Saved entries
>>>>>
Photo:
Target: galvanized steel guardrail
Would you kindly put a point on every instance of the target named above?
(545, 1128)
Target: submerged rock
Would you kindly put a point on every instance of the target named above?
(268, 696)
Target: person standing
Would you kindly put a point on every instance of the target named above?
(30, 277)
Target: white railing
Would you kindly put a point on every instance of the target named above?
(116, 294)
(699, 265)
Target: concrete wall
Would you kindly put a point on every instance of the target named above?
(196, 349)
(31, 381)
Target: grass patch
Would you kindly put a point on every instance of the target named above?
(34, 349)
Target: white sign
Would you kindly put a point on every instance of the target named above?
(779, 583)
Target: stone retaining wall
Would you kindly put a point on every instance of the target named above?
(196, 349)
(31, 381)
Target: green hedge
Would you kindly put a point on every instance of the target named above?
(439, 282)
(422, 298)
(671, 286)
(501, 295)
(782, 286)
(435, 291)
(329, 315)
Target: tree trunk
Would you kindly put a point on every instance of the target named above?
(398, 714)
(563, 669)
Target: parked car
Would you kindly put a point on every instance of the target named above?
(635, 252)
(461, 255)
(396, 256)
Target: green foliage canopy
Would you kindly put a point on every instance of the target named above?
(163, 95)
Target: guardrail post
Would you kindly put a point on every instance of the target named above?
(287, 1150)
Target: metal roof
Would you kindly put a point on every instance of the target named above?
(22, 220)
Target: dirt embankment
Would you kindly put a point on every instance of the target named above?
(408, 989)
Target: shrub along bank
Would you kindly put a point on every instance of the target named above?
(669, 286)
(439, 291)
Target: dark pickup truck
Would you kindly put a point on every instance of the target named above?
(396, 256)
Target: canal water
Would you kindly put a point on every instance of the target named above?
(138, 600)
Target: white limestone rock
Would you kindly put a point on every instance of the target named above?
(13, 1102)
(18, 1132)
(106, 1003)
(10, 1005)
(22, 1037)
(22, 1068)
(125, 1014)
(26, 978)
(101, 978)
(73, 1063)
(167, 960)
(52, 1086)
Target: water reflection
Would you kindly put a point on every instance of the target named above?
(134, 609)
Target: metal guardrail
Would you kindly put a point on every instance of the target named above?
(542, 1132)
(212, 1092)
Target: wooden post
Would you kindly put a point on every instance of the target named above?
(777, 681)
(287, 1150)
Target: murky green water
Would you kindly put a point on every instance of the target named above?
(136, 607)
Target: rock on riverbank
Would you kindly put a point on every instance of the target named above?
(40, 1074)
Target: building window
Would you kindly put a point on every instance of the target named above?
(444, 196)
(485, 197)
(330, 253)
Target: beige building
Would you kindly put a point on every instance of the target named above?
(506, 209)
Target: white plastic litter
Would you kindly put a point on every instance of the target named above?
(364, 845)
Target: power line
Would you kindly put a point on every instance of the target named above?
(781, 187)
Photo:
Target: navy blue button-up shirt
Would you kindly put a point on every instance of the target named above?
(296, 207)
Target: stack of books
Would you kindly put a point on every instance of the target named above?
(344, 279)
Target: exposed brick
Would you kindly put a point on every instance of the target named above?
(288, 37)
<<<<<
> [Work task]
Start copying at the line that contains "Target: white plastic litter" and stop after the last line of the records, keeping every line exactly.

> [Expected answer]
Target: white plastic litter
Would you kindly put a point on every instance of the target named above?
(364, 845)
Target: power line
Would you kindly put a point on every instance of the target named above?
(781, 187)
Photo:
Target: navy blue button-up shirt
Would you kindly put a point on every instance of the target named above?
(296, 207)
Target: stack of books
Would you kindly put a point on every instance of the target named above?
(344, 279)
Target: exposed brick
Would you kindly put a point on every instance of the target named above?
(288, 37)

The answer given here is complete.